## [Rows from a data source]
· · ·

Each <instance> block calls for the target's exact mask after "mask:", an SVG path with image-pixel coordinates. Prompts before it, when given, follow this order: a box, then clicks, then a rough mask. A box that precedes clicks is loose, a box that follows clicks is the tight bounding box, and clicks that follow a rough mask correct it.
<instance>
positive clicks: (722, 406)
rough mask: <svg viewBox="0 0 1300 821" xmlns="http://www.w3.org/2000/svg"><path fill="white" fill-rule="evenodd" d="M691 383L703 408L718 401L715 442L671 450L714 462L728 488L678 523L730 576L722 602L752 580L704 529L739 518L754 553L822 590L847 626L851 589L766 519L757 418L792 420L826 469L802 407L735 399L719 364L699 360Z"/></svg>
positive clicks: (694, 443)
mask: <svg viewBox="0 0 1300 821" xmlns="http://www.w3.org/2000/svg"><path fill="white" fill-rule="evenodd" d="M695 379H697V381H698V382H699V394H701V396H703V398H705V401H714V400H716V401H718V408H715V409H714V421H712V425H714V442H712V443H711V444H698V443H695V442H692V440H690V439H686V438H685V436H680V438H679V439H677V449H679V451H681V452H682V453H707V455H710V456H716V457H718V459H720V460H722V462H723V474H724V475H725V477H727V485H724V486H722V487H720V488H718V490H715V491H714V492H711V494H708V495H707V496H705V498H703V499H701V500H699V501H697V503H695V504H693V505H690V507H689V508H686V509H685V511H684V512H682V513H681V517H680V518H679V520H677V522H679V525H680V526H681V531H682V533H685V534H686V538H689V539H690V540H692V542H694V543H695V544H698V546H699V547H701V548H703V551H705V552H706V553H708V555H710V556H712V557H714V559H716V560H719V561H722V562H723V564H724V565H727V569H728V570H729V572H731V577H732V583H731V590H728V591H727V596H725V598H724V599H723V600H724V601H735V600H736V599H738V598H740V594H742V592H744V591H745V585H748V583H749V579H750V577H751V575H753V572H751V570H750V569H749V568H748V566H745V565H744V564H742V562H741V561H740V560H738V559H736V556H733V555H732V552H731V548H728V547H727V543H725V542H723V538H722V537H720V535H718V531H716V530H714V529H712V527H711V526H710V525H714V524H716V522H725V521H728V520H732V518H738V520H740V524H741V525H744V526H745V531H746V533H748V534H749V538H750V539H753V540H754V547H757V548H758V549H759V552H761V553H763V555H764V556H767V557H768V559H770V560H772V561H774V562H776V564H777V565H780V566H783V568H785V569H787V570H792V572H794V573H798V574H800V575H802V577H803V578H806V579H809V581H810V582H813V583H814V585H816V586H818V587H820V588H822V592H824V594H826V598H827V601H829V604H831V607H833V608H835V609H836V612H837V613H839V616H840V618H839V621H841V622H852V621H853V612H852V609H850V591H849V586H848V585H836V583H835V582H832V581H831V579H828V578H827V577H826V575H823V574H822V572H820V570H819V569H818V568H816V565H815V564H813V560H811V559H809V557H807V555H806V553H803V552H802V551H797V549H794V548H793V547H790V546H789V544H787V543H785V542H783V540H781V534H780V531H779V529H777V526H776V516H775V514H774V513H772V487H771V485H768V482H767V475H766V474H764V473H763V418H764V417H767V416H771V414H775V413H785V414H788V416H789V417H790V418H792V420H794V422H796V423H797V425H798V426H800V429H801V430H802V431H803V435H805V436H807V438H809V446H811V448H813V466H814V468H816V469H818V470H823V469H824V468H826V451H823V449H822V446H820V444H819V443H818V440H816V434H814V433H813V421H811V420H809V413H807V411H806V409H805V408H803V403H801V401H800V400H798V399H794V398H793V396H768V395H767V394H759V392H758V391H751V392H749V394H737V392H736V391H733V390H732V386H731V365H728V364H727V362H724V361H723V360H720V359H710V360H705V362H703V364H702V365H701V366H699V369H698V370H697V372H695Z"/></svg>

· · ·

## [PROBLEM REQUIREMENTS]
Reproduce the rows from the start through the line containing "positive clicks: (694, 443)", inclusive, renaming "rough mask" to "coarse mask" everywhere and keeping everything else unchanged.

## [ANSWER TO THE PROBLEM]
Each <instance> block calls for the target's exact mask after "mask:", an SVG path with image-pixel coordinates. Prompts before it, when given, follow this order: a box, then clicks, then a coarse mask. A box that precedes clicks is loose, a box that follows clicks is the tight bounding box, and clicks that follow a coarse mask correct it.
<instance>
positive clicks: (722, 406)
coarse mask: <svg viewBox="0 0 1300 821" xmlns="http://www.w3.org/2000/svg"><path fill="white" fill-rule="evenodd" d="M691 383L703 408L718 401L715 442L671 450L714 462L728 488L678 523L730 576L722 602L752 580L704 529L739 518L754 553L822 590L847 626L851 589L766 519L757 418L792 420L826 469L802 407L735 399L719 364L699 360Z"/></svg>
positive clicks: (694, 443)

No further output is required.